+++ TESTO ESTRATTO
Le “femmes fortes” sono le protagoniste dei dipinti di Elisabetta Sirani (1638-1665), pittrice di fama internazionale della seconda metà del Seicento.
Elisabetta è stata maestra della scuola barocca bolognese ed è riuscita, grazie al tratto personalissimo, moderno ed innovatore, a distinguersi dagli artisti, quasi tutti uomini, dell’epoca.
Il biografo e storico dell’arte Cesare Malvasia (1616-1693) afferma: “Era tale la velocità e franchezza del suo pennello, ch’ella sembrava più leggiadramente scherzare che dipingere.”.
(Ottavio Mazzoni Toselli, Di Elisabetta Sirani pittrice bolognese e del supposto veneficio onde credesi morta nell’anno XXVII di sua età. Racconto storico, Bologna, Tipografia del Genio, 1833. pag. 7)
Le Gallerie degli Uffizi, che nel 2018 hanno ospitato una mostra a lei dedicata, ci ricordano la sua velocità d’esecuzione, che le ha permesso di realizzare 200 tele nel corso di 10 anni di carriera, “capacità non comune a qualsiasi artista”.
++++++
> _ESERCIZI_:
1 – Riassumi in forma più breve il paragrafo del testo su Elisabetta Sirani che inizia con "Le Gallerie degli Uffizi", mantenendone i fatti principali.
2 – Di quale scuola pittorica è stata maestra Elisabetta Sirani, secondo il testo su Elisabetta Sirani?
3 – Prosegui il testo su Elisabetta Sirani a partire dall'ultima frase riportata sopra.
+++ RIGHE
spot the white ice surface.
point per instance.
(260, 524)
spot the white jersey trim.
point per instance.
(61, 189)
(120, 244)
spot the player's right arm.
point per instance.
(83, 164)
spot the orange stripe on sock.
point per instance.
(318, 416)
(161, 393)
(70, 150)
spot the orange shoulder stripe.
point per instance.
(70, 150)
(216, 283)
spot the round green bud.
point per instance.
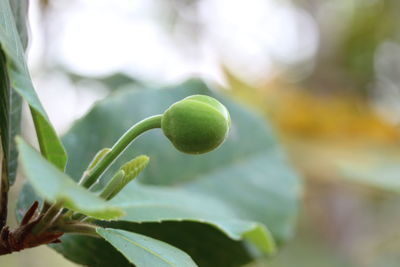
++++++
> _RISPOSTE SCRITTE_:
1 – Nel 2018 le Gallerie degli Uffizi le hanno dedicato una mostra e ne ricordano la rapidità d'esecuzione: in 10 anni di carriera ha realizzato 200 tele, una capacità non comune a qualsiasi artista.

2 – Della scuola barocca bolognese.

3 –
Sirani sceglie, per i suoi dipinti, donne dell’antichità classica e biblica.
Le raffigura in momenti intensi e drammatici, esaltandone il coraggio, la tenacia e il protagonismo.
Il dipinto “Timoclea uccide il capitano di Alessandro Magno” (1659) rappresenta la vicenda di Timoclea, donna dell’antica Grecia, vittima di violenza, che si vendica del suo assalitore.
A raccontare la storia è Plutarco nel “Mulierum Virtutes”, sottolineando la magnanimità di Alessandro Magno che, presa Tebe con l’esercito macedonenel 335 a.C., decide di graziare la tebana Timoclea, nonostante questa abbia assassinato un suo comandante.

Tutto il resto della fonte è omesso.